• _ФОРМУЛИРОВКА ЗАДАНИЯ_
Переименуйте «leaning tree» в «tilted tree» во всех строках материала и приведите его целиком, больше ничего не меняя. Изображения в ответ не включайте.

• _ИСХОДНЫЕ ДАННЫЕ_
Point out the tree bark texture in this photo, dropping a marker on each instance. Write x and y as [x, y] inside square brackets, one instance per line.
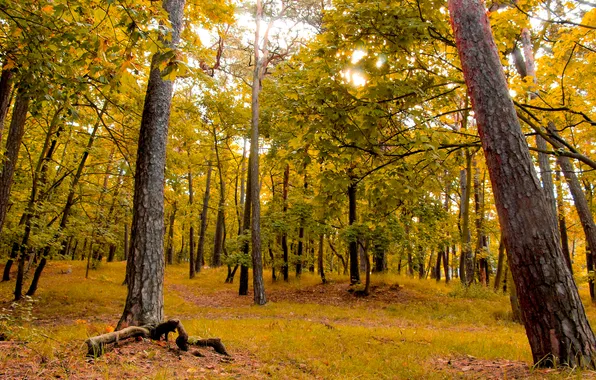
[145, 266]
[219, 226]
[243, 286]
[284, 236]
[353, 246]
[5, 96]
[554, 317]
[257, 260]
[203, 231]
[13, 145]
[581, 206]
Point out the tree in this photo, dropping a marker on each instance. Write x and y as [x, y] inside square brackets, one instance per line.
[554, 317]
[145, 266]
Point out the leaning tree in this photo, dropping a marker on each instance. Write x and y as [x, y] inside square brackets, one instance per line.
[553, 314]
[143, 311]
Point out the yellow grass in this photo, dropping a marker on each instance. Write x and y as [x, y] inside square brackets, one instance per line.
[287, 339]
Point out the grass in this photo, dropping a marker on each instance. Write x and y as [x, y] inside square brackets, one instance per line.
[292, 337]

• _РЕЗУЛЬТАТ ВЫПОЛНЕНИЯ_
Point out the tree bark texture in this photo, dropping a marker on each instance. Write x and y as [x, y] inside square brackets, one instance per line.
[145, 266]
[219, 226]
[243, 286]
[284, 236]
[353, 246]
[5, 96]
[554, 317]
[257, 260]
[203, 231]
[13, 145]
[581, 206]
Point out the tree in this photo, dropping a marker on each instance. Write x and y as [x, y] inside square brackets, one instance per line.
[554, 317]
[145, 266]
Point out the tilted tree in this photo, dropping a marker on each instance. Write x and y as [x, y] inside square brackets, one instance per line.
[553, 314]
[143, 311]
Point out the yellow grass in this photo, dropping a marker on each instance. Write x and y as [x, y] inside square brackets, one instance per line.
[287, 339]
Point out the grass in this photo, dropping a marker on each instance. Write x and y as [x, y] inside square brackets, one instance per line.
[292, 337]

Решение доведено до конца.